Could you convert every line of the records below into a Markdown table with a Row column numbering each line and a Text column holding the line itself, leaving out any blank lines?
........
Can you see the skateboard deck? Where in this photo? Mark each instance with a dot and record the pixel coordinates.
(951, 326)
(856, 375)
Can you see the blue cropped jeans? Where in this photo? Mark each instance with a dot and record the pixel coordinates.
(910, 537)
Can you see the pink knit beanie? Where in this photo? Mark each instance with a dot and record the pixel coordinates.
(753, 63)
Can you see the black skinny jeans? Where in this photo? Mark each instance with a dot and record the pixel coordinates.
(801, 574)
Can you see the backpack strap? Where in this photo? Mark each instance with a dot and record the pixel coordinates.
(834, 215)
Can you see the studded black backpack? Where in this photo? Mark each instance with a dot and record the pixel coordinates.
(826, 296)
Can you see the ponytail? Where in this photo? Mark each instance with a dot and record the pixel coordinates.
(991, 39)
........
# [ANSWER IN FULL]
| Row | Text |
|---|---|
| 1 | Can you see the skateboard deck? Where in this photo? Mark each instance with a dot and record the pixel coordinates. |
| 2 | (951, 326) |
| 3 | (856, 375) |
| 4 | Can you see the blue cropped jeans? Where in this photo? Mark each instance with a dot and record the pixel coordinates. |
| 5 | (910, 537) |
| 6 | Can you see the pink knit beanie? Where in this photo? Mark each instance with a dot and record the pixel coordinates. |
| 7 | (753, 63) |
| 8 | Can you see the black skinny jeans? Where in this photo? Mark each instance with a dot and record the pixel coordinates. |
| 9 | (801, 574) |
| 10 | Can you see the backpack strap? Where in this photo? Mark each instance with a dot and record the pixel coordinates. |
| 11 | (834, 215) |
| 12 | Can you see the studded black backpack? Where in this photo? Mark each instance with a dot and record the pixel coordinates. |
| 13 | (826, 296) |
| 14 | Can you see the ponytail? Where in this photo? Mark each instance with a dot and record the pixel coordinates. |
| 15 | (991, 39) |